[Given instruction] Reproduce the lines below word for word, leaving nothing out.

[Listed records]
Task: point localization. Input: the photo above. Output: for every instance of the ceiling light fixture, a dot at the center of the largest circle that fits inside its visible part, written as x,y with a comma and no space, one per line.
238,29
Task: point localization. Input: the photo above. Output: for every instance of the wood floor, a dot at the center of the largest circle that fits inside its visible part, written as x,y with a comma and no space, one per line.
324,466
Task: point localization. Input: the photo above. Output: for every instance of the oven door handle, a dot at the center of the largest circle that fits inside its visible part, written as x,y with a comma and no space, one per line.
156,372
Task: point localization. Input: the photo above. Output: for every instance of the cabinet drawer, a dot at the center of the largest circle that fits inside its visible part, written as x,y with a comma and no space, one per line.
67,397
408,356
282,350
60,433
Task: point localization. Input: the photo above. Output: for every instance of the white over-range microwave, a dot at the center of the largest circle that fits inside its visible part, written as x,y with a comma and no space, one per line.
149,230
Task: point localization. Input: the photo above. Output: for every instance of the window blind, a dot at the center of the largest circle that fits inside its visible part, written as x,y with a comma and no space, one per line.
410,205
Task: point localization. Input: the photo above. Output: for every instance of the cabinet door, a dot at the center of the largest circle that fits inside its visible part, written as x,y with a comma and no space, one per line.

[Exercise answer]
Task: point localization. Input: the photo above. Output: for every instance of the ceiling light fixture, a dot at the center of the largest circle that fits inside its visible part, written as x,y with a comma and no space, one per line.
238,29
Task: point localization. Input: the photo above. Output: for every instance of the wood floor, a dot at the center of the largest circle that fits inside its visible part, written as x,y with a comma and no space, one per line.
324,466
Task: point localization. Input: the photo above. Output: for every instance of the oven door handle, a dot at the center of the largest circle that fits inside its visible part, written as x,y with a comma and no space, one per line.
156,372
Task: point localization. Input: the photo above. Output: for every instance of the cabinet drawer, a dot at the center of the largest circle that fits inside its visible part, written as x,y with a comma and no space, one per line.
67,397
408,356
282,350
60,433
Task: point localization. Input: the photo above. Output: for every instance of the white over-range microwave, a dot at the center of the largest circle that fits inside its visible part, written as x,y with a comma and no space, one per line.
149,230
Task: point localization. Input: the photo above. Output: for every instance of the window blind, a dot at the center of the largest circle that fits inside its visible part, written as x,y with a comma and no space, one per line.
410,205
Task: point localization. Input: the photo above. Output: for every instance of the cabinet door, a dot at the center of the largest circle that fits inside its visible part, written as x,y with a comma and no space, one per line.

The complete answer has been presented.